**Requirements**
Put everything from the line containing "Identify warehouse building in the frame." down to the end of the material into a numbered list, leaving out blank lines.

**Source records**
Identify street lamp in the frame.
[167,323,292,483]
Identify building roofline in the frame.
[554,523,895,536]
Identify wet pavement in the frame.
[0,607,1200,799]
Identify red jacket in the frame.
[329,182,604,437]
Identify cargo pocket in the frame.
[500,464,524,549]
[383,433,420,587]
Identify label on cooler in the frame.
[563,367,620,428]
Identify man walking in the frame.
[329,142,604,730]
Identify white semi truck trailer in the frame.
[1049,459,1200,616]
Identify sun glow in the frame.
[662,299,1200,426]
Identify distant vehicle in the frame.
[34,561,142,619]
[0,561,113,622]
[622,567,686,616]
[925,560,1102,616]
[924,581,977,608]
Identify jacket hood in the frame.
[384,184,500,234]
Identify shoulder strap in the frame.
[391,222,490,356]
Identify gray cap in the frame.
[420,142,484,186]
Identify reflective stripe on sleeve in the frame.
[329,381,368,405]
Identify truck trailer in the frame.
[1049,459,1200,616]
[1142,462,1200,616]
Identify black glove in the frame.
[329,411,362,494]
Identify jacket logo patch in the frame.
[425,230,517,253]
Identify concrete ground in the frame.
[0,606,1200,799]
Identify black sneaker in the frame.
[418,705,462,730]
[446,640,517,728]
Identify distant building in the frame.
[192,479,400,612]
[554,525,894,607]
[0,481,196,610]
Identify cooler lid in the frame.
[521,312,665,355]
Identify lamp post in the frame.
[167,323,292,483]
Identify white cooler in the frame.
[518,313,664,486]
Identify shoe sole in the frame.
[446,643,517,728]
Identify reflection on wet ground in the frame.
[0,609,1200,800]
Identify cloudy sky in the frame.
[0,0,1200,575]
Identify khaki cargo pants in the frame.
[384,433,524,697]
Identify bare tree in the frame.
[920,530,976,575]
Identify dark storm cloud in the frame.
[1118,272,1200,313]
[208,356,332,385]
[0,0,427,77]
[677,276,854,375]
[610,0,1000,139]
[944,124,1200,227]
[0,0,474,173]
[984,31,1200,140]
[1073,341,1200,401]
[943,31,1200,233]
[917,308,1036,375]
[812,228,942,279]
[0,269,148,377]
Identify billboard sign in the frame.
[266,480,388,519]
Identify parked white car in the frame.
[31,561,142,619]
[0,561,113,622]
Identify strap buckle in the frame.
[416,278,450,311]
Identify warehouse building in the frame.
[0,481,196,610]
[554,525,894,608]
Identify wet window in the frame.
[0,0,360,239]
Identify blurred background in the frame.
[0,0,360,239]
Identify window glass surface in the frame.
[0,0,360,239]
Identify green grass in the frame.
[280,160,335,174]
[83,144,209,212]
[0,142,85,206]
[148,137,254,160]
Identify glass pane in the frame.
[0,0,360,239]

**Written answer**
1. Identify warehouse building in the frame.
2. [0,481,196,610]
3. [554,525,894,608]
4. Identify wet window in the frame.
5. [0,0,360,239]
6. Identify blurred background in the frame.
7. [0,0,360,239]
8. Identify window glass surface in the frame.
9. [0,0,360,239]
10. Identify green grass in the frame.
11. [280,160,335,174]
12. [83,144,209,212]
13. [0,142,85,206]
14. [148,137,254,160]
15. Identify glass pane in the frame.
16. [0,0,360,239]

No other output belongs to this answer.